Output the data verbatim, with nothing added or dropped.

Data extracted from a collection

● ● ● ● ●

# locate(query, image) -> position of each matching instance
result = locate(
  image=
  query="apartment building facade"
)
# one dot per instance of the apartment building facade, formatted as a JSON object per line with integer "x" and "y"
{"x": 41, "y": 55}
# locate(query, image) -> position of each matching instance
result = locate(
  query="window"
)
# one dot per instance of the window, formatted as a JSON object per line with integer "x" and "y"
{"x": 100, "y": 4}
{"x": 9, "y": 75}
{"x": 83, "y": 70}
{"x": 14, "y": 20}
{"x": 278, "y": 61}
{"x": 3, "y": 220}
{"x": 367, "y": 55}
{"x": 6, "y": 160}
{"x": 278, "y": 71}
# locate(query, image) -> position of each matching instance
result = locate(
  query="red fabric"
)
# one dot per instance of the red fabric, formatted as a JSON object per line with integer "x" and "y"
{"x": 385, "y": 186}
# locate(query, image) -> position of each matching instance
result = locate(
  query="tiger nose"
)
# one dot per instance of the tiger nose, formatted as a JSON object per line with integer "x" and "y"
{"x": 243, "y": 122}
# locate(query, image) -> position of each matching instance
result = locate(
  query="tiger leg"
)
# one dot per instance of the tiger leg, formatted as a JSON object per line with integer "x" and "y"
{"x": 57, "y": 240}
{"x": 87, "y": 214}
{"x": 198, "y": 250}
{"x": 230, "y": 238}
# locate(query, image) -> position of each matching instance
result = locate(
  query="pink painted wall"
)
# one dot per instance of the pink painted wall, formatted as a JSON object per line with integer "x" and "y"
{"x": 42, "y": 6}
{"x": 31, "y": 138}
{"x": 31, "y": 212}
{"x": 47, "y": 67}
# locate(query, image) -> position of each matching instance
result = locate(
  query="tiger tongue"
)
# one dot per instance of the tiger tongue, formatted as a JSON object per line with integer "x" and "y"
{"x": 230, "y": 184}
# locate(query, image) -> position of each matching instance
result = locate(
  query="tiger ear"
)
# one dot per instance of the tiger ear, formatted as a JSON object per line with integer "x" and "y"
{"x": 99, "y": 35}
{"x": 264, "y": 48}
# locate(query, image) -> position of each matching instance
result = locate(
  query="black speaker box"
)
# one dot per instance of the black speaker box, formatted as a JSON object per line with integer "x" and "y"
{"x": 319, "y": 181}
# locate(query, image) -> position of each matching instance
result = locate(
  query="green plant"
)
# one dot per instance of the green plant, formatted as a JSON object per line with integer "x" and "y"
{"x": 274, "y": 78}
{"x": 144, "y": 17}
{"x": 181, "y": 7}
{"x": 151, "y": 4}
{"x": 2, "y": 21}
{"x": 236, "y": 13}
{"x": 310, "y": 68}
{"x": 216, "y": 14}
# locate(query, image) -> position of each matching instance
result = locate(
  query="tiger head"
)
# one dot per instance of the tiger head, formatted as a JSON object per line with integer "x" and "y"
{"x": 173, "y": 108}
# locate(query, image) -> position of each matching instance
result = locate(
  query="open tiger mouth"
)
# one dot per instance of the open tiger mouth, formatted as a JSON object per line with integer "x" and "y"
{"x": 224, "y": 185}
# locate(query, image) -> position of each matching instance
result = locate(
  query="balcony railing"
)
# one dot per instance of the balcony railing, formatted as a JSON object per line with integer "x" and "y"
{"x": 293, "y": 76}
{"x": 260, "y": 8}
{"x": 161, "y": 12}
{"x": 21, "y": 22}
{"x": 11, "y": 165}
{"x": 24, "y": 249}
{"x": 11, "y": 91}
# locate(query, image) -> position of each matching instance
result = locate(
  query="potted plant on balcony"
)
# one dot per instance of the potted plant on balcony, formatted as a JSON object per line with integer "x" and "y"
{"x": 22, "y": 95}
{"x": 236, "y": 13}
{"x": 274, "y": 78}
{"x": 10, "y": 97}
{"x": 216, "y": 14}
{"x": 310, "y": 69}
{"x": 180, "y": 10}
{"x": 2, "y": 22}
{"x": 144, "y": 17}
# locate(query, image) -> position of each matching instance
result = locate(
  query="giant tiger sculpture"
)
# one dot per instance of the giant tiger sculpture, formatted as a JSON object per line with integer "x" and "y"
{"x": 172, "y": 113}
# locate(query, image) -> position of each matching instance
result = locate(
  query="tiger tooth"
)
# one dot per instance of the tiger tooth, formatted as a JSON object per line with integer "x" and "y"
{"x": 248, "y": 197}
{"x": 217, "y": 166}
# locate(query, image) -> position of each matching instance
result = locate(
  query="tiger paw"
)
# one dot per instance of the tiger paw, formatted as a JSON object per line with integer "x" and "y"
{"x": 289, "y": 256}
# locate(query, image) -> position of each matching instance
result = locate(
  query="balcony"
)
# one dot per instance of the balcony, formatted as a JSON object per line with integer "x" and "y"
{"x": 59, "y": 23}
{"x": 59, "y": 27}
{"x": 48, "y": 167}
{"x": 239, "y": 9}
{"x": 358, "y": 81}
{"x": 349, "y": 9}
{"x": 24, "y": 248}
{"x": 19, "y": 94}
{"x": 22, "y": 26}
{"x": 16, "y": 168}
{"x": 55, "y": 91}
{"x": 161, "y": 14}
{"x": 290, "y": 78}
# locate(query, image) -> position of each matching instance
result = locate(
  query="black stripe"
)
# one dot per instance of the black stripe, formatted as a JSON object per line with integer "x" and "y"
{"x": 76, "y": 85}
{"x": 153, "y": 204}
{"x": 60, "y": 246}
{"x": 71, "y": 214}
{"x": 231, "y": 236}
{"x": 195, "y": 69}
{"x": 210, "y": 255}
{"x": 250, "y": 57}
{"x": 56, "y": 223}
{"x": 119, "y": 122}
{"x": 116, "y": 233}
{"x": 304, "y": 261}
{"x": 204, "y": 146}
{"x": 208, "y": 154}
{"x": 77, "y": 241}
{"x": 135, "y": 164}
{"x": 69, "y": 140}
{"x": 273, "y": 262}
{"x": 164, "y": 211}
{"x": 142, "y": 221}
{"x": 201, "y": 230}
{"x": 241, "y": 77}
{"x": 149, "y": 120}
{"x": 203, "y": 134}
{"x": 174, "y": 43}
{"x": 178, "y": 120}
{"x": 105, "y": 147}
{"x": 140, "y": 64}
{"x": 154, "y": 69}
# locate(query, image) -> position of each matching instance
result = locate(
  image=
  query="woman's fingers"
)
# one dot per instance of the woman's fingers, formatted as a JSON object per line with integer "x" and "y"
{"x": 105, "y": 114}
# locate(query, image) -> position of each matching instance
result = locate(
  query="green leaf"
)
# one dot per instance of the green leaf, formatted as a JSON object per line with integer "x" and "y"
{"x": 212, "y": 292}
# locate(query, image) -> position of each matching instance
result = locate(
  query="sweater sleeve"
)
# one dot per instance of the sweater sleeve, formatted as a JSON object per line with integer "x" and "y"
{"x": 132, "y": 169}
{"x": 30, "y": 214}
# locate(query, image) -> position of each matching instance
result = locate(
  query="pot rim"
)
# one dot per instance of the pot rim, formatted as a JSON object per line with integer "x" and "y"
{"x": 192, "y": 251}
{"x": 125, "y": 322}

● ● ● ● ●

Answer to the exercise:
# locate(query, image) -> position of each matching instance
result = locate(
  image=
  query="apartment building facade"
)
# one dot per instance of the apartment building facade, formatted as a JSON object per line with integer "x" and "y"
{"x": 41, "y": 55}
# locate(query, image) -> position of each matching instance
result = locate(
  query="window"
)
# one dot per instance of the window, formatted as a JSON object per line with integer "x" and "y"
{"x": 100, "y": 4}
{"x": 9, "y": 75}
{"x": 83, "y": 70}
{"x": 14, "y": 20}
{"x": 278, "y": 61}
{"x": 3, "y": 220}
{"x": 367, "y": 55}
{"x": 6, "y": 160}
{"x": 278, "y": 71}
# locate(query, image) -> position of each matching instance
result = locate(
  query="red fabric"
)
# one dot per instance of the red fabric, formatted as a JSON object per line with integer "x" and "y"
{"x": 385, "y": 186}
# locate(query, image) -> position of each matching instance
result = locate(
  query="tiger nose"
)
# one dot per instance of the tiger nose, formatted as a JSON object per line with integer "x" and "y"
{"x": 243, "y": 122}
# locate(query, image) -> position of each matching instance
result = locate(
  query="tiger leg"
)
# one dot per instance of the tiger leg, formatted as a JSON object per line with integer "x" and "y"
{"x": 57, "y": 240}
{"x": 87, "y": 214}
{"x": 198, "y": 250}
{"x": 230, "y": 238}
# locate(query, image) -> position of each matching instance
result = locate(
  query="pink painted wall"
)
# one dot per instance of the pink painted wall, formatted as a JSON object per line with integer "x" and "y"
{"x": 42, "y": 6}
{"x": 31, "y": 138}
{"x": 31, "y": 212}
{"x": 47, "y": 67}
# locate(query, image) -> position of each matching instance
result = locate(
  query="tiger tongue"
)
# one dot per instance of the tiger tongue, formatted as a JSON object per line with integer "x" and "y"
{"x": 230, "y": 184}
# locate(query, image) -> position of each matching instance
result = locate(
  query="tiger ear"
)
# one dot per instance of the tiger ear, formatted as a JSON object per line with integer "x" and "y"
{"x": 99, "y": 35}
{"x": 264, "y": 48}
# locate(query, image) -> position of each matching instance
result = locate(
  query="black speaker box"
)
# one dot per instance of the black speaker box, formatted as a JSON object per line with integer "x" and "y"
{"x": 319, "y": 181}
# locate(query, image) -> position of each matching instance
result = locate(
  query="green plant"
)
# one dot per instance of the green plant, formatted as a JSON object per line with integer "x" and "y"
{"x": 274, "y": 78}
{"x": 144, "y": 17}
{"x": 181, "y": 7}
{"x": 151, "y": 4}
{"x": 2, "y": 21}
{"x": 236, "y": 13}
{"x": 310, "y": 68}
{"x": 216, "y": 14}
# locate(query, image) -> position of each matching instance
result = locate(
  query="tiger head"
)
# one dot per instance of the tiger head, formatted as a JSON object per line with integer "x" and "y"
{"x": 173, "y": 108}
# locate(query, image) -> position of each matching instance
result = locate(
  query="open tiger mouth"
)
# one dot per instance of the open tiger mouth, formatted as a JSON object per line with integer "x" and "y"
{"x": 224, "y": 185}
# locate(query, image) -> position of each matching instance
result = locate(
  query="balcony railing"
)
# one dot per instance of the balcony railing, formatted as a JSON object per line with integer "x" and "y"
{"x": 293, "y": 76}
{"x": 260, "y": 8}
{"x": 161, "y": 12}
{"x": 21, "y": 22}
{"x": 11, "y": 165}
{"x": 24, "y": 249}
{"x": 11, "y": 91}
# locate(query, image) -> position of each matching instance
result = locate(
  query="potted plant on balcony"
)
# one dot per instance of the potted plant on balcony, formatted as a JSON object per line with integer "x" and "y"
{"x": 22, "y": 95}
{"x": 236, "y": 13}
{"x": 274, "y": 78}
{"x": 10, "y": 97}
{"x": 216, "y": 14}
{"x": 310, "y": 69}
{"x": 180, "y": 10}
{"x": 2, "y": 22}
{"x": 144, "y": 17}
# locate(query, image) -> position of each matching instance
result = locate(
  query="giant tiger sculpture"
)
# one dot per instance of the giant tiger sculpture, formatted as a JSON object per line with integer "x" and "y"
{"x": 172, "y": 113}
# locate(query, image) -> position of each matching instance
result = locate(
  query="tiger tooth"
)
# one dot per instance of the tiger tooth, formatted as a JSON object per line with integer "x" and "y"
{"x": 248, "y": 197}
{"x": 217, "y": 166}
# locate(query, image) -> position of each matching instance
result = locate(
  query="tiger paw"
)
# one dot per instance of the tiger paw, formatted as a JSON object per line with integer "x" and "y"
{"x": 289, "y": 256}
# locate(query, image) -> position of each matching instance
result = locate(
  query="balcony"
)
# one dot per instance of the balcony, formatted as a JSON object per line with integer "x" and "y"
{"x": 59, "y": 23}
{"x": 59, "y": 27}
{"x": 48, "y": 167}
{"x": 239, "y": 9}
{"x": 358, "y": 81}
{"x": 349, "y": 9}
{"x": 24, "y": 248}
{"x": 19, "y": 94}
{"x": 22, "y": 26}
{"x": 16, "y": 168}
{"x": 55, "y": 91}
{"x": 161, "y": 14}
{"x": 290, "y": 78}
# locate(query, image) -> position of each matching instance
result = locate(
  query="black stripe"
)
# one dot per instance of the black stripe, formatted as a JSON object per line with integer "x" and "y"
{"x": 76, "y": 85}
{"x": 153, "y": 204}
{"x": 60, "y": 246}
{"x": 71, "y": 214}
{"x": 231, "y": 236}
{"x": 195, "y": 69}
{"x": 210, "y": 255}
{"x": 250, "y": 57}
{"x": 56, "y": 223}
{"x": 119, "y": 122}
{"x": 116, "y": 233}
{"x": 304, "y": 261}
{"x": 204, "y": 146}
{"x": 208, "y": 154}
{"x": 77, "y": 241}
{"x": 135, "y": 164}
{"x": 69, "y": 140}
{"x": 273, "y": 262}
{"x": 164, "y": 211}
{"x": 142, "y": 221}
{"x": 201, "y": 230}
{"x": 241, "y": 77}
{"x": 149, "y": 120}
{"x": 203, "y": 134}
{"x": 174, "y": 43}
{"x": 178, "y": 120}
{"x": 105, "y": 147}
{"x": 140, "y": 64}
{"x": 154, "y": 69}
# locate(query, image) -> position of each matching instance
result = locate(
  image=
  query="woman's fingers"
)
# one dot per instance of the woman's fingers, formatted as a JSON object per line with integer "x" and "y"
{"x": 105, "y": 114}
# locate(query, image) -> position of each matching instance
result = locate(
  query="green leaf"
)
# one dot per instance of the green leaf, formatted as a JSON object per line with integer "x" and "y"
{"x": 212, "y": 292}
# locate(query, image) -> position of each matching instance
result = locate(
  query="sweater sleeve"
)
# one dot per instance of the sweater sleeve, formatted as a JSON object per line with integer "x" and "y"
{"x": 132, "y": 169}
{"x": 30, "y": 214}
# locate(query, image) -> position of each matching instance
result = locate(
  query="pot rim"
)
# one dot per instance of the pot rim, formatted as a JSON object per line with integer "x" and "y"
{"x": 192, "y": 251}
{"x": 125, "y": 322}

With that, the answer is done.